The problem. Write out the material exactly. Do not include the pictures.

Records shown.
+-------+
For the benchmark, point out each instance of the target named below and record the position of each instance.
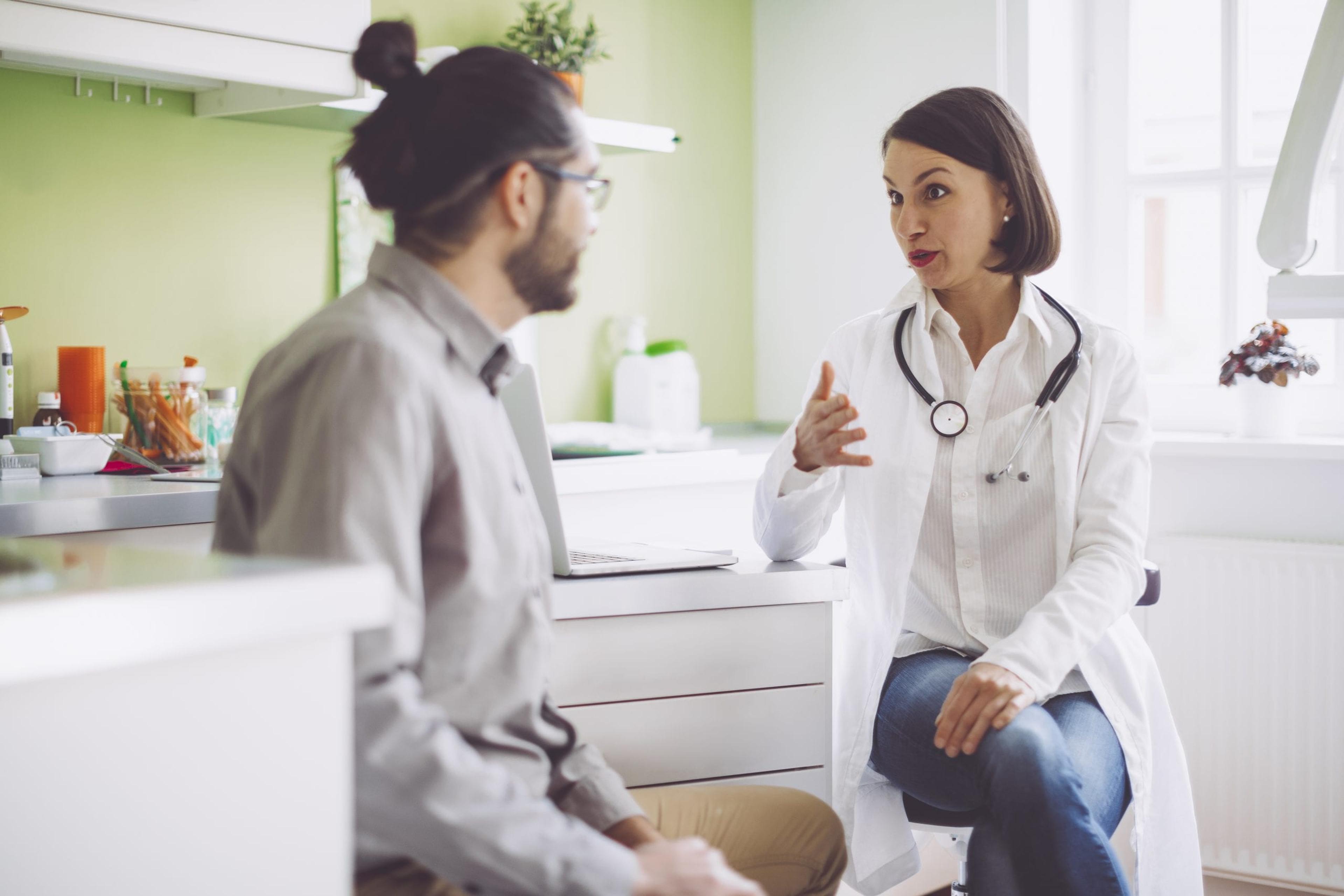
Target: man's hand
(635, 832)
(822, 437)
(984, 695)
(689, 868)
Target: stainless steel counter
(65, 504)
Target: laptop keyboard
(584, 557)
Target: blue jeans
(1048, 790)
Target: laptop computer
(581, 557)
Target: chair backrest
(1152, 582)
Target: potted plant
(547, 34)
(1268, 360)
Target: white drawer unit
(689, 739)
(668, 655)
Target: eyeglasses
(598, 189)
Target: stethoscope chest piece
(949, 418)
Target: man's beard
(545, 270)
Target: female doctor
(996, 511)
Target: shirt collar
(484, 350)
(929, 308)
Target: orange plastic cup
(84, 386)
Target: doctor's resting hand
(984, 695)
(822, 436)
(689, 867)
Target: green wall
(158, 234)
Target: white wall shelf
(609, 134)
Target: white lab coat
(1101, 444)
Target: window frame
(1178, 403)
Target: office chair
(953, 828)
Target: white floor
(940, 870)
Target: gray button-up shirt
(374, 433)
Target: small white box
(64, 454)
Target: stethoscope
(951, 418)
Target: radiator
(1251, 637)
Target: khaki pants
(788, 841)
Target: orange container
(81, 373)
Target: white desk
(178, 725)
(715, 676)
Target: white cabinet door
(331, 25)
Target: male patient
(374, 435)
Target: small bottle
(49, 409)
(632, 381)
(221, 417)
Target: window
(1178, 186)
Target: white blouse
(987, 550)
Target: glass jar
(221, 418)
(166, 414)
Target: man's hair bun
(386, 54)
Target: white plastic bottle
(632, 383)
(675, 401)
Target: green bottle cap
(666, 347)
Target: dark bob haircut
(439, 143)
(978, 128)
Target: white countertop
(77, 609)
(92, 503)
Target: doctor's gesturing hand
(689, 867)
(984, 695)
(822, 436)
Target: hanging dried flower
(1269, 357)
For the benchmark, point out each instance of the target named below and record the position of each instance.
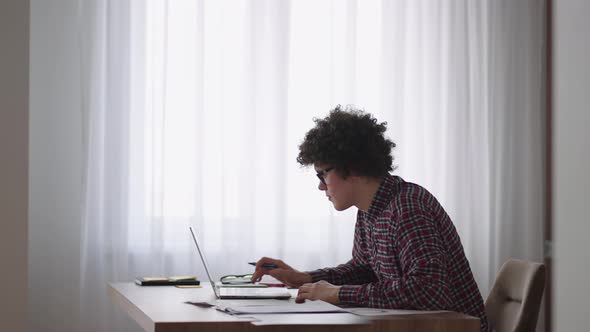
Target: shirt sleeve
(356, 271)
(422, 283)
(349, 273)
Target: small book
(167, 281)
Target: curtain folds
(193, 111)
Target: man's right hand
(283, 272)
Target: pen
(265, 265)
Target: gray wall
(571, 164)
(55, 167)
(14, 129)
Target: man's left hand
(321, 290)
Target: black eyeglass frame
(322, 174)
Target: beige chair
(514, 301)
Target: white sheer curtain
(193, 111)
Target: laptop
(239, 293)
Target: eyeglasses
(322, 174)
(236, 279)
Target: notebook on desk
(238, 293)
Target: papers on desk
(370, 312)
(275, 307)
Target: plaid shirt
(406, 255)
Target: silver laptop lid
(202, 255)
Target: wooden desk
(162, 309)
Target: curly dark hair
(351, 141)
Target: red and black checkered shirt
(406, 255)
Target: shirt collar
(388, 187)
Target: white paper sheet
(276, 307)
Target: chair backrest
(514, 301)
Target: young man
(406, 254)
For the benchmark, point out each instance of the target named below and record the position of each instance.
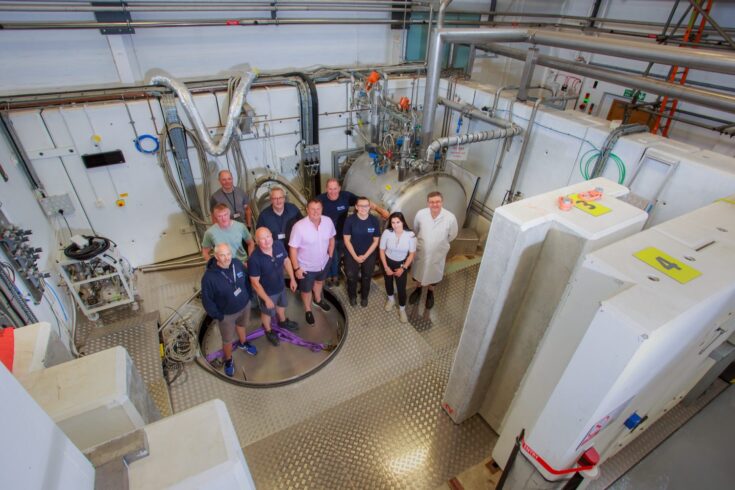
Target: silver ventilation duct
(238, 96)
+-------+
Written solution.
For the benchmark, point out each instance of the target named below and record the position of each instance.
Target: man's hand
(635, 832)
(822, 437)
(984, 695)
(689, 868)
Target: stainless steel counter
(65, 504)
Target: laptop keyboard
(584, 557)
Target: blue jeans
(1048, 790)
Target: laptop computer
(581, 557)
Target: chair backrest
(1152, 582)
Target: potted plant
(547, 34)
(1268, 360)
Target: white drawer unit
(689, 739)
(668, 655)
Target: eyeglasses
(598, 189)
Target: stethoscope chest piece
(949, 418)
Target: man's beard
(545, 270)
Target: female doctor
(996, 511)
Target: shirt collar
(484, 350)
(929, 308)
Target: orange plastic cup
(84, 386)
Target: doctor's resting hand
(984, 695)
(822, 436)
(689, 867)
Target: green wall
(158, 234)
Target: white wall shelf
(609, 134)
Target: white lab coat
(1101, 444)
Target: window frame
(1178, 403)
Target: office chair
(953, 828)
Target: white floor
(940, 870)
Target: gray button-up shirt
(374, 433)
Target: small white box
(64, 454)
Target: stethoscope
(951, 418)
Target: radiator
(1251, 637)
Target: khaki pants
(788, 841)
Target: orange container
(81, 373)
Target: white desk
(178, 725)
(715, 676)
Target: white cabinet door
(331, 25)
Target: male patient
(374, 435)
Target: small bottle
(49, 409)
(632, 381)
(221, 417)
Target: window
(1178, 186)
Target: white blouse
(987, 550)
Target: glass jar
(221, 418)
(166, 414)
Target: man's hair bun
(386, 54)
Target: white plastic bottle
(632, 383)
(675, 401)
Target: green bottle cap
(666, 347)
Target: dark bob haircut
(439, 143)
(978, 128)
Target: white countertop
(77, 609)
(92, 503)
Target: doctor's gesturing hand
(689, 867)
(984, 695)
(822, 436)
Target: hanging dried flower
(1269, 357)
For the benchmark, point out each instance of the target named below and record the position of each instance.
Target: shirt sleeve
(356, 271)
(422, 283)
(349, 273)
Target: small book
(167, 281)
Target: curtain folds
(193, 111)
Target: man's right hand
(283, 272)
Target: pen
(265, 265)
Target: gray wall
(571, 164)
(55, 167)
(14, 129)
Target: man's left hand
(321, 290)
Target: black eyeglass frame
(322, 174)
Target: beige chair
(514, 301)
Target: white sheer curtain
(193, 111)
Target: laptop
(239, 293)
Target: eyeglasses
(322, 174)
(236, 279)
Target: notebook on desk
(238, 293)
Target: papers on desk
(370, 312)
(275, 307)
Target: plaid shirt
(406, 255)
Target: silver laptop lid
(202, 255)
Target: wooden desk
(162, 309)
Target: curly dark hair
(351, 141)
Target: red and black checkered shirt
(406, 255)
Target: shirt collar
(388, 187)
Target: white paper sheet
(276, 307)
Target: chair backrest
(514, 301)
Target: young man
(406, 254)
For the benchmark, point out each instance of the target named below and record the position of each instance.
Target: silver ventilation duct
(238, 96)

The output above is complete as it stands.